**Tarefa proposta 1**
Copie do relato sobre a tentativa de assalto no Rio tudo desde "Eu já contei" até "não consigo reagir.".
**Tarefa proposta 2**
No relato sobre a tentativa de assalto no Rio, de onde e para onde quem narra estava indo quando tentaram assaltá-la ontem?

━━━ Trecho fornecido ━━━

Eu já contei para vocês que eu estava no centro do Rio de Janeiro, exatamente na Avenida Rio Branco, retornando do doutorado para casa e indo pegar o metrô, quando fui abordada por um grupo de crianças. Ontem, quando estava saindo da faculdade para a Ordem dos Advogados, do Rio, tentaram me assaltar novamente. Outro menino veio me abordar, ao mesmo tempo em seu colega ‘levou’ o celular de uma amiga. Eu disse, tentou me assaltar, mas eu levo apenas um do modelo bem antigo, penso que eles não iriam se interessar, mas a minha amiga estava falando ao “celular” quando o menor o puxou de sua mão. Foi um susto, pois ela estava desatenta para o que estava ocorrendo ao seu redor, e eu como sempre não consigo reagir.

━━━ Dados fornecidos ━━━

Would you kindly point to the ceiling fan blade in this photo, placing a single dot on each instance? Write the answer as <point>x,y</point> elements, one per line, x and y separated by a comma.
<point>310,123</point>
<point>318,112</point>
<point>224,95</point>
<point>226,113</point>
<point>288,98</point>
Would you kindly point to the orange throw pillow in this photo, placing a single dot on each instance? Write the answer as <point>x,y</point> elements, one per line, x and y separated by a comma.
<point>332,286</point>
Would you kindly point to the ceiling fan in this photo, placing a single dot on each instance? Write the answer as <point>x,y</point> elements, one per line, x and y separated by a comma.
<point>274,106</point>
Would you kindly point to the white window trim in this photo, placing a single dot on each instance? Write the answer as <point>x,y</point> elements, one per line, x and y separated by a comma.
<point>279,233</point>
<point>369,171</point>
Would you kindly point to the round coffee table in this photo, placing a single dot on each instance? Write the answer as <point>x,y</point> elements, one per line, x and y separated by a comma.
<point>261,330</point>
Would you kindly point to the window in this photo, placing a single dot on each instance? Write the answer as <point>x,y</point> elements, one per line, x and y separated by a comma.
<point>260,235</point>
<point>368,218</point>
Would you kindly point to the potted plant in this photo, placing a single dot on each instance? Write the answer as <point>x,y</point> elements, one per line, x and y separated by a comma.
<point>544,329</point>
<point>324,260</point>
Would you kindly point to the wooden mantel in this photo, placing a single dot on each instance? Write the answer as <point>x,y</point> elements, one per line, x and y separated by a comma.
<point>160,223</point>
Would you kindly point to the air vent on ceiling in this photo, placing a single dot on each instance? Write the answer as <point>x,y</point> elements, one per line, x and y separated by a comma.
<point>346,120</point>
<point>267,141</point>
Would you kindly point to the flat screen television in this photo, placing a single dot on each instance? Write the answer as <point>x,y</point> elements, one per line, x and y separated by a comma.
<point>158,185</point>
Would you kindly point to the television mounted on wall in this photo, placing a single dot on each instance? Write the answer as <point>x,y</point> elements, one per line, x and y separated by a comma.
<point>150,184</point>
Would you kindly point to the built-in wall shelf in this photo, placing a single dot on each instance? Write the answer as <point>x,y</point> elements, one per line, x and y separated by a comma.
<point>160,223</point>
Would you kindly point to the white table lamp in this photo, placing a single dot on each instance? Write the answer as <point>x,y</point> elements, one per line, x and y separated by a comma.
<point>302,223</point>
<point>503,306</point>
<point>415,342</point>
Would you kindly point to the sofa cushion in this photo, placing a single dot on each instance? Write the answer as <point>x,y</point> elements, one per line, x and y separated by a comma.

━━━

**Resposta final 1**
Eu já contei para vocês que eu estava no centro do Rio de Janeiro, exatamente na Avenida Rio Branco, retornando do doutorado para casa e indo pegar o metrô, quando fui abordada por um grupo de crianças. Ontem, quando estava saindo da faculdade para a Ordem dos Advogados, do Rio, tentaram me assaltar novamente. Outro menino veio me abordar, ao mesmo tempo em seu colega ‘levou’ o celular de uma amiga. Eu disse, tentou me assaltar, mas eu levo apenas um do modelo bem antigo, penso que eles não iriam se interessar, mas a minha amiga estava falando ao “celular” quando o menor o puxou de sua mão. Foi um susto, pois ela estava desatenta para o que estava ocorrendo ao seu redor, e eu como sempre não consigo reagir.

**Resposta final 2**
Da faculdade para a Ordem dos Advogados do Rio.